DIRECTIVE A:
Answer these questions from the euro hinges thread:
(i) How many inset cupboard doors was LocalOak about to fit?
(ii) What does wobblycogs say he has to make and fit?
(iii) What does Niki say the holes can be drilled with if the door is too big for the drill press and there is no drill stand?
DIRECTIVE B:
Carry on the euro hinges forum thread past its last line.

SOURCE TEXT:

===============

# Euro Hinges for beginners - Part II



## Niki (16 Oct 2009)

Continued from part I
https://www.ukworkshop.co.uk/forums/view ... hp?t=36107

Regards
niki


----------



## paininthe (16 Oct 2009)

Great description and explanation,

thankyou


----------



## Paul Chapman (16 Oct 2009)

Great stuff, Niki =D> 

Cheers :wink: 

Paul


----------



## Gill (16 Oct 2009)

Thank you Niki  .


----------



## jjc_uk (19 Oct 2009)

Thanks again very good


----------



## Chris Knight (19 Oct 2009)

Niki,
Superbly clear - thanks very much.


----------



## LocalOak (26 Oct 2009)

Niki

came across this just as I was about to fit 10 inset cupboard doors. Have just done my first one following you're method and its spot on.

Thank you very much for taking the time to put this together, its made my life a whole lot easer.

Toby


----------



## wobblycogs (26 Oct 2009)

Cheers Niki, I've got a load of kitchen cabinet doors to make and fit. This should make life much easier. Really good write up too.


----------



## Niki (26 Oct 2009)

Thank you so much everybody

I'm so glade that it can help some of you....

By the way, if the door is too big for the drill press and you don't have a drill Stand or in case of "Field emergency", you can drill the holes also with a hand drill...







































































Regards
niki


----------



## Shultzy (1 Nov 2009)

===============

DATA BLOCK:
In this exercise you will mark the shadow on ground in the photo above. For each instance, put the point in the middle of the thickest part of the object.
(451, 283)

===============

EXPECTED OUTPUT A:
(i) 10
(ii) A load of kitchen cabinet doors
(iii) A hand drill

EXPECTED OUTPUT B:
Once again Niki, a great tutorial.

BTW the Oal you mentioned is spelt Awl and pronounced "all", it took me a while to work out what you meant. :lol:


----------



## Niki (1 Nov 2009)

Shultzy":1vvrjxbs said:


> BTW the Oal you mentioned is spelt Awl and pronounced "all", it took me a while to work out what you meant. :lol:


Thank you Shultzy

Ooooops, sorry....you see, how good it is that I attach pictures so even if the spelling is not correct, the picture will tell you....

Thank you for the correction

Regards
niki


----------



## Shultzy (1 Nov 2009)

It was the first pic that mentioned the "Oal" that threw me, I couldn't work out what it was till I saw the second pic. :lol:


----------



## Larry James (10 Nov 2009)

Niki, 

As usual, your presentation, pictures and content are excellent.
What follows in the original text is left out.